Problem to solve: Could you copy the records below again, starting with their first line and going on through the line with "463,75,547,238", keeping every request line and shifting each box coordinate in the answers by -132?

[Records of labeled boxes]

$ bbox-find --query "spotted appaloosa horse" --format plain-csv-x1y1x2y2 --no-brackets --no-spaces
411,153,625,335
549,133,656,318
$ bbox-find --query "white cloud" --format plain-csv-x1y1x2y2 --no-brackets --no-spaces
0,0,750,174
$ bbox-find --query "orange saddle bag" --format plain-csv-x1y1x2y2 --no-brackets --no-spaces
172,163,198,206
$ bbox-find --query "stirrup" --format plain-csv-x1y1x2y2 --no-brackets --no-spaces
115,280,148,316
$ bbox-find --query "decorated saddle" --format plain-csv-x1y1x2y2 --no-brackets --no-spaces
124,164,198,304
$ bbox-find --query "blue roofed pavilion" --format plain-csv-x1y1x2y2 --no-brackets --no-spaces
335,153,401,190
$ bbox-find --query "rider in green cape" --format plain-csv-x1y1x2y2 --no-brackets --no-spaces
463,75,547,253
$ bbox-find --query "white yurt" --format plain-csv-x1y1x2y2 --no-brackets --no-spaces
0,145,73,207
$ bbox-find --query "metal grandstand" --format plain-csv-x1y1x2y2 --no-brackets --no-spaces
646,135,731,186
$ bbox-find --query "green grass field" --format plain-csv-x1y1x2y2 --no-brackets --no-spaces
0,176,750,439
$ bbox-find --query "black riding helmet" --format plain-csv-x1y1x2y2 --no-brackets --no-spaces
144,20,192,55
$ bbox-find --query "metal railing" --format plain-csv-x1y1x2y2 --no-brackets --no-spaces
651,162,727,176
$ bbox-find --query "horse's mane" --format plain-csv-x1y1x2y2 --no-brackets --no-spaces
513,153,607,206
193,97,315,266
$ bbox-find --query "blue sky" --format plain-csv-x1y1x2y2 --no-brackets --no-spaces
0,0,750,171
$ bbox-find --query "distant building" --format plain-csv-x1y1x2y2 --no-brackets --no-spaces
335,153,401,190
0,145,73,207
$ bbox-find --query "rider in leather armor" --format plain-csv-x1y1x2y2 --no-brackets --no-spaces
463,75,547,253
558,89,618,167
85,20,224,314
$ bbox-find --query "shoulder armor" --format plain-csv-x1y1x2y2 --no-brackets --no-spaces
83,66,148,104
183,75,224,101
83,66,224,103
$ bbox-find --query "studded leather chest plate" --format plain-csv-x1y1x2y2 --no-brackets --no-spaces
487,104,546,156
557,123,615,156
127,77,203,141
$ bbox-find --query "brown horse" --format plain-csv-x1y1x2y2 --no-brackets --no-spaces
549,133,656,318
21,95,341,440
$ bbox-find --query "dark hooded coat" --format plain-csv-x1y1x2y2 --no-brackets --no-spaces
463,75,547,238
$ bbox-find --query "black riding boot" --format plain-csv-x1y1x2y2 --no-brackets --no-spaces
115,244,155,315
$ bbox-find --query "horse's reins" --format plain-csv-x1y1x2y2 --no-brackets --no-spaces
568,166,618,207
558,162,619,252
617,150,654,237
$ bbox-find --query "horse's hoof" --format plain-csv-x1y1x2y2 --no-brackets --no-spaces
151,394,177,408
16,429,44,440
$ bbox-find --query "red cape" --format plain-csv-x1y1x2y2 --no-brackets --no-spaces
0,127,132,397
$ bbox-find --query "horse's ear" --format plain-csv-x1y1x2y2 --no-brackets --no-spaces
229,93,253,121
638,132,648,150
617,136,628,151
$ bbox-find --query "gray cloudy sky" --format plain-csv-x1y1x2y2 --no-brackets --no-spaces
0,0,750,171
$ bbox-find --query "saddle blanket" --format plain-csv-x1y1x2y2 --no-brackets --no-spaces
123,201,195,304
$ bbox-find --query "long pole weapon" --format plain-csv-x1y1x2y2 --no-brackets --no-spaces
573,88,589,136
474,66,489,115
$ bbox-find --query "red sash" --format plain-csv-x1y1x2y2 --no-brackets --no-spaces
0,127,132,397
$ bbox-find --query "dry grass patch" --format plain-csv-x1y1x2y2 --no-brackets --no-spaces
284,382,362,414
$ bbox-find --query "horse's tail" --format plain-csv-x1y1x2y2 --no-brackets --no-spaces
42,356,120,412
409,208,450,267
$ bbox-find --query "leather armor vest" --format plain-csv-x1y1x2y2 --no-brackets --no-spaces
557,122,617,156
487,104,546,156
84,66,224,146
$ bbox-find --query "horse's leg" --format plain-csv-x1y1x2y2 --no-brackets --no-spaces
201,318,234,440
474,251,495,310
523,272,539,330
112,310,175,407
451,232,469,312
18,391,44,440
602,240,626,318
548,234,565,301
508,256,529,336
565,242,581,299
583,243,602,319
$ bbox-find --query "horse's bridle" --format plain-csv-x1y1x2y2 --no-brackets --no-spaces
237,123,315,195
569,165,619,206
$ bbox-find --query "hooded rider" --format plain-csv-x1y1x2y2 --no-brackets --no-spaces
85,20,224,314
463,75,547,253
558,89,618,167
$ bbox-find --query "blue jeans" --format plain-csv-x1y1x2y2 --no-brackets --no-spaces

Response to the task:
$ bbox-find --query "spotted appaloosa horse" --format plain-csv-x1y1x2y2 --no-brackets --no-spaces
279,21,493,203
417,1,524,186
$ bbox-find --query "white cloud" --format plain-csv-x1y1x2y2 --no-brackets --no-spaces
-132,-132,618,42
$ bbox-find --query "orange saddle bag" --format plain-csv-x1y1x2y2 --no-brackets --no-spaces
40,31,66,74
$ bbox-find --query "stirrup" --format plain-csv-x1y1x2y2 --no-brackets --no-spaces
-17,148,16,184
$ bbox-find --query "decorated saddle" --format plain-csv-x1y1x2y2 --no-brackets --no-spaces
-8,32,66,172
$ bbox-find --query "blue roofed pavilion" --format plain-csv-x1y1x2y2 --no-brackets --no-spaces
203,21,269,58
$ bbox-find --query "rider in green cape" --format plain-csv-x1y1x2y2 --no-brackets --no-spaces
331,-57,415,121
$ bbox-find --query "white yurt" --format plain-csv-x1y1x2y2 --no-brackets --no-spaces
-132,13,-59,75
$ bbox-find --query "metal grandstand" --format plain-csv-x1y1x2y2 --no-brackets --no-spaces
514,3,599,54
$ bbox-find --query "green grass field" --format plain-csv-x1y1x2y2 --no-brackets --no-spaces
-132,44,618,307
$ bbox-find --query "black riding helmet" --format plain-csv-x1y1x2y2 --no-brackets --no-spaces
12,-112,60,-77
$ bbox-find --query "metal railing" --format plain-csv-x1y1x2y2 --no-brackets --no-spaces
519,30,595,44
$ bbox-find --query "horse's mane" --format plain-csv-x1y1x2y2 --no-brackets --no-spaces
381,21,475,74
61,-35,183,134
$ bbox-find --query "blue sky" --format plain-csv-x1y1x2y2 --no-brackets --no-spaces
-132,-132,618,39
$ bbox-find --query "distant building" --format plain-csv-x1y1x2y2 --no-brackets --no-spaces
203,21,269,58
-132,13,-59,75
$ bbox-find --query "rider in leather armor" --format plain-csv-x1y1x2y2 --no-brackets --no-spaces
331,-57,415,121
426,-43,486,35
-47,-112,92,182
$ bbox-find --query "shoulder armor" --format plain-csv-x1y1x2y2 --no-brackets --no-spaces
-49,-66,16,-28
51,-57,92,-31
-49,-66,92,-29
$ bbox-find --query "studded leather chest plate" --format plain-csv-x1y1x2y2 --no-brackets --no-spaces
355,-28,414,24
425,-9,483,24
-5,-55,71,9
$ bbox-find --query "brown horse" --format plain-csv-x1y1x2y2 --no-brackets --no-spaces
417,1,524,186
-111,-37,209,308
$ bbox-find --query "dark hooded coat" --format plain-csv-x1y1x2y2 --no-brackets --no-spaces
331,-57,415,106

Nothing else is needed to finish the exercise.